▸ **TASK DESCRIPTION**: Lay out the records below as a JSON list of strings, one string for each line, with blank lines omitted.

Position identification records
..............................

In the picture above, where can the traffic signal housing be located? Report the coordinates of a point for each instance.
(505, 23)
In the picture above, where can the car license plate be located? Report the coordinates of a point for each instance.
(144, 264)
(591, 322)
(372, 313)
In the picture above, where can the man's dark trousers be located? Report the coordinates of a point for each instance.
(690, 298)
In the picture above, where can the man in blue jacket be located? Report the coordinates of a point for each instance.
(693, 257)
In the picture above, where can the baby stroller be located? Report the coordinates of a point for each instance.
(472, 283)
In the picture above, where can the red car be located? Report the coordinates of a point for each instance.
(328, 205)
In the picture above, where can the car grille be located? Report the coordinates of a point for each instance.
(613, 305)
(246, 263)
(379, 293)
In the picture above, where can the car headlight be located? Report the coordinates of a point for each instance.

..............................

▸ **OUTPUT OF THE TASK**:
[
  "In the picture above, where can the traffic signal housing be located? Report the coordinates of a point for each instance.",
  "(505, 23)",
  "In the picture above, where can the car license plate be located? Report the coordinates of a point for each instance.",
  "(144, 264)",
  "(591, 322)",
  "(372, 313)",
  "In the picture above, where can the man's dark trousers be located? Report the coordinates of a point for each instance.",
  "(690, 298)",
  "In the picture above, where can the man in blue jacket be located? Report the coordinates of a point for each instance.",
  "(693, 257)",
  "In the picture above, where can the baby stroller be located? Report the coordinates of a point for each instance.",
  "(472, 283)",
  "In the picture above, where can the red car be located? Report the coordinates of a point for each instance.",
  "(328, 205)",
  "In the picture above, where can the car grille be located? Report the coordinates of a point for each instance.",
  "(613, 305)",
  "(246, 263)",
  "(379, 293)",
  "In the picture above, where can the car headlight be located? Report the coordinates of a point for each instance."
]